Polecenia do wykonania:
1: Czego, według Agnieszki cytowanej w tekście o męskim dress codzie, jej mąż nie chce założyć na spotkania i pokazy w parafiach?
2: Proszę dopisać dalszy ciąg tekstu o męskim dress codzie, zaczynając od miejsca po jego ostatnim zdaniu.

Mimo iż nie jestem ikoną stylu, na moje zwyczajowe pytanie do Czytelników: o czym napisać, Agnieszka odpowiedziała prośbą dość interesującą. I choć nie zamierzam zajmować się modą męską profesjonalnie, to jednak postanowiłem tematem się zająć.
Chcemy nadal tworzyć dla Ciebie wartościowe treści
i docierać z Dobrą Nowiną do wszystkich zakątków internetu.
Twoje wsparcie jest dla nas bardzo ważne.
RAZEM na pewno DAMY RADĘ!
Męski dress code
Dobrym obyczajem średniowiecznych debat było trafne postawienie pytania. Bez tego nie ruszano. Wydaje mi się, że Agnieszka dobrze temat podprowadziła:
„Maciej, napisz coś o dress codzie (?) dla facetów. Ty nawet w fabryce w kasku wyglądasz elegancko. Kto Cię ubiera? Mój mąż nawet na spotkania i pokazy w parafiach nie chce ubrać koszuli i marynarki i toczę z nim straszne boje, żeby JAKOŚ wyglądał”.
Uprośćmy problem do paru pytań, na które odpowiadam po kolei.
Czy małżonkowie mają prawo przynosić sobie wstyd?
Mają, ale nie ma sensu tego robić. Każdy odpowiada za swoje uczynki osobiście i osobiście trafi do nieba albo piekła. Dlatego też każdy ma prawo do robienia rzeczy zarówno złych, jak i tylko głupich albo choćby nawet i po prostu lekko niemądrych.
Nie wszystko jednak – jak twierdzi św. Paweł – przynosi korzyść. Korzyść zarówno osobistą, jak i tę społeczną, zbiorową. Jedno z małżonków notorycznie wprawiając w ważnej sprawie w konsternację drugą połówkę, robi co najmniej niemądrze.
Czytaj także:
Zadbaj o relacje – będziesz szczęśliwszy!
Czy katolik ma prawo przynosić Kościołowi wstyd?
Oczywiście! Niezbywalne prawo do robienia głupot to inne imię wolności. Tylko – podobnie jak poprzednio – cierpi na tym nie tylko jednostka, która w najgorszym razie traci reputację, ale i cała wspólnota, a w przypadku Kościoła… Mistyczne Ciało Chrystusa, czyli On sam! Brrrr… Raniąc Kościół, ranisz Pana Jezusa – tego nie polecam.
Czy wygląd jest ważny?
Na dwa pierwsze pytania dałem dość abstrakcyjną odpowiedź, prawda? Pytanie, czy – jeśli pasuje ona do ciężkich przewin, takich jak przebywanie w rowie w stanie dużego stężenia elementów baśniowych w świadomości, jak to mówił Himilsbach, co dla żony na pewno jest źródłem przykrości, czy też sianie wielkiego zgorszenia, niczym nie przymierzając ks. Charamsie; to, czy pasuje ona także do tak banalnej rzeczy, jak dbałość o wygląd? Moim zdaniem tak samo, ale z mniejszym natężeniem.

Dostarczone dane:
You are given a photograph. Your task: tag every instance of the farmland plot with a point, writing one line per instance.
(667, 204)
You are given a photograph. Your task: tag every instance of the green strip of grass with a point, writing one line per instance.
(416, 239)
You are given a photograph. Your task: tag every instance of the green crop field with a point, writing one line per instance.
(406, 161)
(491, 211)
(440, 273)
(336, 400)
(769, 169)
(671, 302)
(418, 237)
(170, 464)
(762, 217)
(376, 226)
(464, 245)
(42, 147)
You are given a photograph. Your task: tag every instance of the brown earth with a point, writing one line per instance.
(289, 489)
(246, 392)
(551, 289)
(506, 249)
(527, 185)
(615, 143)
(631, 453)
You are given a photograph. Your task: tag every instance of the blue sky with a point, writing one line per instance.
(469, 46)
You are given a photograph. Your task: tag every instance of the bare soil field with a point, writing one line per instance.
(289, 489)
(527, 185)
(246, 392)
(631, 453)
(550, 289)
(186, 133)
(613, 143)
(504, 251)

Odpowiedzi po kolei:
1: Koszuli i marynarki.

2:
Można by powiedzieć, że nie powinno się oceniać nikogo po wyglądzie, że to niesprawiedliwe, że ważna jest treść, a nie forma. To wszystko prawda. Jednak populacja działa zwykle inaczej, niż powinna. Podpowiem – dzieje się tak od czasu, gdy Ewę poniosła przy drzewie poznania dobra i zła szatańska fantazja. Jeśli tak się dzieje regularnie i jeśli ludzie oceniają innych po błahych przesłankach, jeśli dobierają sobie treści kierując się regułą atrakcyjności i łatwej dostępności… To może oznaczać, to że na Sądzie Ostatecznym dostaniesz m.in. taki zestaw pytań:
– Sługo zły i gnuśny, przez to, że ubierałeś się jak fleja, dziesięć dusz nie skorzystało z okazji do nawrócenia, dochodząc do wniosku, że katolicy nie mogą mieć racji, skoro nawet ubrać się nie potrafią. Dlaczego nie porzuciłeś swojego lenistwa w tym zakresie, po tym, gdy żona pokazała Ci artykuł Gnyszki na Aletei?
Czytaj także:
Ta prosta zasada umocniła nasze małżeństwo
Albo taki zestawik:
– Sługo zły i gnuśny, tak się przywiązałeś do tego, że szkoda Ci było pieniędzy na porządnego grafika, że Twoją gazetę parafialną czytałeś tylko Ty i kościelny, wyznając zasadę, że nie opakowanie, a treść. Przez to kilka dusz nie zdążyło się nawrócić, bo gdyby tylko winieta wyglądała lepiej, niż samizdat z lat siedemdziesiątych, to sięgnęliby po artykuły, które pisałeś – i one trafiłyby do ich serc.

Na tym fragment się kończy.